Exercise objective:
Reproduce the stretch from the line containing "task: provide the mask of every instance of the mcdonald's" through the end of the records, replacing "even-odd rule" with "nonzero winding rule" and leaving everything else unchanged. Return only those lines.

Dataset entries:
= = =
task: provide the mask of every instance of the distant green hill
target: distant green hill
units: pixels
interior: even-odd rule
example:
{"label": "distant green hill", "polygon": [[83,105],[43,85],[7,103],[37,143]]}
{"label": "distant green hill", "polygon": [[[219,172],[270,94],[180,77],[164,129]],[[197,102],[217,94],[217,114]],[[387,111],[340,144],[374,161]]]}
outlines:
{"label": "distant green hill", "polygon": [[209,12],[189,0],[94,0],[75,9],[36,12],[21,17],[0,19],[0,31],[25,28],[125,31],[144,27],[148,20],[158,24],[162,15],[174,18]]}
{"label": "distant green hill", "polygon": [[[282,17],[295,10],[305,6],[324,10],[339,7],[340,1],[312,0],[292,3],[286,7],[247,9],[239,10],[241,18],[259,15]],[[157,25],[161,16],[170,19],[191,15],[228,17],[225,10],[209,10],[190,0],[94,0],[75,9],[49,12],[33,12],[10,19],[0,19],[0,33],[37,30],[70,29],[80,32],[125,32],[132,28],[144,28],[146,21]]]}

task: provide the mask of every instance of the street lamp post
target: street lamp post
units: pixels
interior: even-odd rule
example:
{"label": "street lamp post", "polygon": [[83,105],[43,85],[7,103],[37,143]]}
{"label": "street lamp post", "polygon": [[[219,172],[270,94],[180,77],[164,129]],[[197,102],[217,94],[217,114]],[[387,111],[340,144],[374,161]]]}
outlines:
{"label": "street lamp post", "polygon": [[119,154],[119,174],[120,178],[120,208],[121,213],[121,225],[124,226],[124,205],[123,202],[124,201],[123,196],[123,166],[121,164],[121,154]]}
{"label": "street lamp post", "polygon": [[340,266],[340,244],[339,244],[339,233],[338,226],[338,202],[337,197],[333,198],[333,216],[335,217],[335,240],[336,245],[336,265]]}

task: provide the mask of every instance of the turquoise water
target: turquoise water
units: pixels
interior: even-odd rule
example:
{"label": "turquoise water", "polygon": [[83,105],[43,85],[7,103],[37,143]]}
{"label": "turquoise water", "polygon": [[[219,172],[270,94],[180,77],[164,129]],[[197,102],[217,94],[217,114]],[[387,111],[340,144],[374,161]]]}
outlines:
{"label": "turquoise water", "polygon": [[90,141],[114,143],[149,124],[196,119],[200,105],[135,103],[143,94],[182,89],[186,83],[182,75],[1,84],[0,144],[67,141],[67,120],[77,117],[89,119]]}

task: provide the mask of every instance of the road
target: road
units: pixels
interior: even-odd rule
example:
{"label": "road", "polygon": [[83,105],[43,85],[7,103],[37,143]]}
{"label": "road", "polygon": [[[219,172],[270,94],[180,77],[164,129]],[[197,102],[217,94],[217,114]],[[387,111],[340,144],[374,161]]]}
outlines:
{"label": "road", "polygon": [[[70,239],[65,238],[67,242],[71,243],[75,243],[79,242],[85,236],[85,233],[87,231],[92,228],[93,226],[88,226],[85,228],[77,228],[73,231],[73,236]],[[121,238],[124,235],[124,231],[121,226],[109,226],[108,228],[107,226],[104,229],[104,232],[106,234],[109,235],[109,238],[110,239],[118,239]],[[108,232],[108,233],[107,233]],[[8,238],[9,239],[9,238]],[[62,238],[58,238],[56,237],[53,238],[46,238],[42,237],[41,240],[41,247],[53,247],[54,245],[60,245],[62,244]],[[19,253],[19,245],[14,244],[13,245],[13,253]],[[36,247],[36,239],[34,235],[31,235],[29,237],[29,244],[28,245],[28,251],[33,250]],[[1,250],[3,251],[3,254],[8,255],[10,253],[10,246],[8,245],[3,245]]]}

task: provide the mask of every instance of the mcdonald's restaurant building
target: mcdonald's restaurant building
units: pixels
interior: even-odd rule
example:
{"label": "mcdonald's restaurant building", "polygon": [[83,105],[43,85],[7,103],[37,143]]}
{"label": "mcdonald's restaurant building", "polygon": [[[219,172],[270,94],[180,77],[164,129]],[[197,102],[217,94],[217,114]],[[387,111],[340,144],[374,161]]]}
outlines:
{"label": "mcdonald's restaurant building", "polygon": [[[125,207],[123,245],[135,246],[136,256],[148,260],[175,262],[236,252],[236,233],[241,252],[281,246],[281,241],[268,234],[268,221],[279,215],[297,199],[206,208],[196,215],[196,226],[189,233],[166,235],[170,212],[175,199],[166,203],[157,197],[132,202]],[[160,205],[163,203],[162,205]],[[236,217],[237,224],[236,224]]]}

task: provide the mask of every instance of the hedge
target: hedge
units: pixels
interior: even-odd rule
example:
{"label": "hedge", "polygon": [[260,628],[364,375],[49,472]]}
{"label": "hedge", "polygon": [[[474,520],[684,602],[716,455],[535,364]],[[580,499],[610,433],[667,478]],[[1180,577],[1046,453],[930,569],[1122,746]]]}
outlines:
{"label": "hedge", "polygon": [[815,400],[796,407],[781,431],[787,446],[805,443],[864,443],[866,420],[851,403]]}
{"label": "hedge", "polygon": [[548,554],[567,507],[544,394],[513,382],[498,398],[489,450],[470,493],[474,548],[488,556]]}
= = =
Result of the exercise:
task: provide the mask of every instance of the mcdonald's restaurant building
target: mcdonald's restaurant building
units: pixels
interior: nonzero winding rule
example:
{"label": "mcdonald's restaurant building", "polygon": [[83,105],[43,85],[7,103],[37,143]]}
{"label": "mcdonald's restaurant building", "polygon": [[[219,172],[270,94],[180,77],[164,129]],[[197,102],[217,94],[217,114]],[[387,111],[340,144],[374,161]]]}
outlines:
{"label": "mcdonald's restaurant building", "polygon": [[[125,207],[123,245],[135,246],[136,256],[148,260],[175,262],[236,252],[236,233],[241,252],[281,246],[281,241],[268,234],[268,221],[279,215],[297,199],[206,208],[196,215],[196,226],[189,233],[166,235],[170,212],[175,199],[166,203],[157,197],[132,202]],[[160,205],[163,203],[162,205]],[[236,217],[237,224],[236,224]]]}

task: provide the mask of every instance of the hedge
target: hedge
units: pixels
interior: nonzero winding rule
example:
{"label": "hedge", "polygon": [[260,628],[364,375],[49,472]]}
{"label": "hedge", "polygon": [[[474,520],[684,602],[716,455],[535,364]],[[580,499],[610,433],[667,478]],[[1180,577],[1046,453],[930,569],[1122,746]]]}
outlines:
{"label": "hedge", "polygon": [[815,400],[796,407],[781,431],[787,446],[805,443],[864,443],[866,420],[851,403]]}
{"label": "hedge", "polygon": [[548,554],[567,507],[544,394],[513,382],[498,398],[489,450],[470,493],[474,548],[488,556]]}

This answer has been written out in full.